### [Source document]
** begin **

Supreme Court of Arizona

July 11, 2018

State of Arizona, Appellee,
v.
Francisco Miguel Urrea, Appellant.

          Appeal from the Superior Court in Pinal County The Honorable Dwight P. Callahan, Judge Pro Tempore No. CR201402545

         Opinion of the Court of Appeals, Division Two 242 Ariz. 518 (App. 2017)

          Mark Brnovich, Arizona Attorney General, Dominic E. Draye, Solicitor General, Joseph T. Maziarz, Chief Counsel, Phoenix, Amy Pignatella Cain (argued), Assistant Attorney General, Criminal Appeals Section, Tucson, Attorneys for State of Arizona

          Rafael F. Gallego (argued), Gallego Law Firm, P.C., Tucson, Attorney for Francisco Miguel Urrea

          Amy Kalman, Brian Thredgold, Arizona Attorneys for Criminal Justice, Phoenix; Jared G. Keenan (argued), Kathleen E. Brody, American Civil Liberties Union Foundation of Arizona, Phoenix, Attorneys for Amici Curiae

          JUSTICE BOLICK authored the opinion of the Court, in which CHIEF JUSTICE BALES, VICE CHIEF JUSTICE BRUTINEL, and JUSTICES PELANDER, TIMMER, GOULD, and LOPEZ joined.

          OPINION

          BOLICK JUSTICE.

         ¶1 During a trial on narcotics charges, the prosecutor violated Defendant's equal protection rights by using peremptory strikes to remove Hispanic jurors from the venire in violation of Batson v. Kentucky, 476 U.S. 79 (1986). We hold that the trial court's remedy reinstating the wrongfully excluded jurors to the venire was proper.

** end **

### [Information supplied]
** begin **

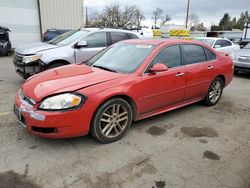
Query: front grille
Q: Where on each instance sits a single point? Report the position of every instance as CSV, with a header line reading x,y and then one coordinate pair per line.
x,y
18,58
245,59
27,99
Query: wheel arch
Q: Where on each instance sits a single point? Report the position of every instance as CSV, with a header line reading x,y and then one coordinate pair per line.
x,y
125,97
222,77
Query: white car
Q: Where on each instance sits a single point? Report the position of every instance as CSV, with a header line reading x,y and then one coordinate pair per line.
x,y
220,44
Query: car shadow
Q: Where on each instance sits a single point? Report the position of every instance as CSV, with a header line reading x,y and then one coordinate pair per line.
x,y
89,142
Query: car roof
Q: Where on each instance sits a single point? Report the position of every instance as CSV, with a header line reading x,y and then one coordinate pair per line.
x,y
214,38
92,29
162,41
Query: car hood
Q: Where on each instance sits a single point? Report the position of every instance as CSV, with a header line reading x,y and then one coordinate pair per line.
x,y
33,48
65,79
243,52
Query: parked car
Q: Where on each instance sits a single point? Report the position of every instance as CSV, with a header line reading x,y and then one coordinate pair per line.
x,y
52,33
5,44
220,44
241,59
71,47
128,81
145,33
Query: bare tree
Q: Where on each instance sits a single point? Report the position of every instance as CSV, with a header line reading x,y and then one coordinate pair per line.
x,y
193,20
117,17
157,14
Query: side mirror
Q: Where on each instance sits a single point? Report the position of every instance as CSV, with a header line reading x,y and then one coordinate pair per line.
x,y
217,46
82,43
158,67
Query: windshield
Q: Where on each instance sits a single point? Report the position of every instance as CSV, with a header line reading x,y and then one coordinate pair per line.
x,y
67,38
209,42
247,46
122,57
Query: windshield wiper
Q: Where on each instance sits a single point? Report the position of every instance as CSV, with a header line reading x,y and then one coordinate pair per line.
x,y
104,68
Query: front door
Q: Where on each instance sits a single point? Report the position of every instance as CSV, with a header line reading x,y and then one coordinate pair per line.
x,y
166,88
199,71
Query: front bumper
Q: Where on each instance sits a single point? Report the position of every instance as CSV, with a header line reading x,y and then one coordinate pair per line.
x,y
26,70
63,124
242,66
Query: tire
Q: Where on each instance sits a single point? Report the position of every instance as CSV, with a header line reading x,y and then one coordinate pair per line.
x,y
54,65
214,92
106,125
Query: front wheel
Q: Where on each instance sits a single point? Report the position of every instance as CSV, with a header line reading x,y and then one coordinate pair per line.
x,y
214,92
111,120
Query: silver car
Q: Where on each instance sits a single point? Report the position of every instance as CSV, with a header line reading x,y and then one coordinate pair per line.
x,y
71,47
242,59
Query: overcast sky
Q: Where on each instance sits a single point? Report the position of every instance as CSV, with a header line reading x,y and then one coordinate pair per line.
x,y
209,11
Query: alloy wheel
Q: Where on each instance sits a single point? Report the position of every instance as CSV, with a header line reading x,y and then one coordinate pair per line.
x,y
215,91
114,120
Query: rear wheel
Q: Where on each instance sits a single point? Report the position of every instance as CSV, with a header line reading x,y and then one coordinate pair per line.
x,y
111,120
214,92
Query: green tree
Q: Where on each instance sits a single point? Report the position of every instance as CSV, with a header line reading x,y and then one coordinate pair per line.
x,y
244,16
225,22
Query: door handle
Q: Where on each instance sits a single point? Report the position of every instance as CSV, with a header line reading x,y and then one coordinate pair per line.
x,y
210,67
179,74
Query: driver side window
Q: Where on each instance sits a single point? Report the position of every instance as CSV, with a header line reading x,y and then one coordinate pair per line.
x,y
96,40
170,56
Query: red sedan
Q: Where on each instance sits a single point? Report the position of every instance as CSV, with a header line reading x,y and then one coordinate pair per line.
x,y
126,82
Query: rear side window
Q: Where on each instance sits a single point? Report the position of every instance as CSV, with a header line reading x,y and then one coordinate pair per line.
x,y
194,53
226,43
223,43
132,36
170,56
96,40
210,55
219,43
118,36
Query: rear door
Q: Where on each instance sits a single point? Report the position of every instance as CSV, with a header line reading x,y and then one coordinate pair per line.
x,y
167,88
199,71
96,42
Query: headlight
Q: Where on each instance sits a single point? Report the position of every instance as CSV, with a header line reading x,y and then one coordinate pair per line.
x,y
28,59
62,102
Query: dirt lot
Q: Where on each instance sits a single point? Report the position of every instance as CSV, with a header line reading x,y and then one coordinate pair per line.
x,y
194,146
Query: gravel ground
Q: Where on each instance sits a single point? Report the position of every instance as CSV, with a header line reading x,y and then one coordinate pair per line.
x,y
195,146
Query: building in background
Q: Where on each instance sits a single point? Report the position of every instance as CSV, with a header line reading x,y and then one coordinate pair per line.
x,y
28,19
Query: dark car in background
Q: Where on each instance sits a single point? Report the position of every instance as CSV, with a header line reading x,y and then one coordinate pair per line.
x,y
5,44
52,33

** end **

### [What is asked]
[1] Using the court opinion, decide whether each statement below is true. Answer yes or no, and quote the words of the court opinion that settle it.
(a) The appeal came from the Superior Court in Pinal County.
(b) Justice Gould wrote the opinion of the Court.
(c) The trial court's remedy was to reinstate the wrongfully excluded jurors to the venire.
[2] In the court opinion, retype the stretch from "JUSTICE BOLICK authored" through "and LOPEZ joined.".
[3] List every justice whom the court opinion names as joining the opinion written by Justice Bolick.

### [Responses per task]
[1]
(a) Yes: "Appeal from the Superior Court in Pinal County"
(b) No: "JUSTICE BOLICK authored the opinion of the Court"
(c) Yes: "the trial court's remedy reinstating the wrongfully excluded jurors to the venire was proper"

[2]
JUSTICE BOLICK authored the opinion of the Court, in which CHIEF JUSTICE BALES, VICE CHIEF JUSTICE BRUTINEL, and JUSTICES PELANDER, TIMMER, GOULD, and LOPEZ joined.

[3]
Chief Justice Bales
Vice Chief Justice Brutinel
Justice Pelander
Justice Timmer
Justice Gould
Justice Lopez